What is asked: Repeat every line of the items below, requests included, but multiply each vertex coordinate in the outline answers by 1.65 and round to whole numbers, with halves rounding up. Leave out the pictures.

Excerpted data:
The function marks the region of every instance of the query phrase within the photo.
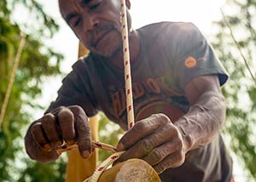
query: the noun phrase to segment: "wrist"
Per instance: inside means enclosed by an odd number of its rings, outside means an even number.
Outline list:
[[[178,129],[179,133],[181,134],[183,141],[183,149],[185,153],[189,151],[191,149],[193,149],[193,139],[190,133],[186,132],[186,130],[183,128],[183,125],[178,124],[178,121],[174,122],[174,125]]]

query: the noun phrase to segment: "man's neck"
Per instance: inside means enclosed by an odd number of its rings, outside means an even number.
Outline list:
[[[129,51],[130,51],[130,61],[135,63],[137,61],[137,58],[140,54],[140,37],[136,31],[133,31],[129,34]],[[119,51],[113,56],[109,58],[109,60],[118,68],[124,68],[124,54],[123,50]]]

Full solution:
The function marks the region of every instance of the query phrase within the photo.
query: the noun phrase to segment: "wrist"
Per instance: inside means enclosed by an odd number of its rings, outside means an even number.
Outline list:
[[[294,213],[295,219],[299,221],[302,233],[302,246],[305,252],[312,249],[315,246],[318,246],[318,229],[314,219],[307,218],[307,215],[302,211],[302,206],[294,205],[294,200],[287,201],[287,206]]]

query: the noun phrase to segment: "man's neck"
Per instance: inside means enclosed by an odd number of its rings, outside means an even number.
Outline list:
[[[213,84],[215,84],[215,101],[223,104],[226,101],[226,96],[231,89],[231,61],[224,51],[219,51],[213,56]],[[196,84],[186,92],[180,96],[180,99],[195,112],[205,112],[205,89],[203,83]]]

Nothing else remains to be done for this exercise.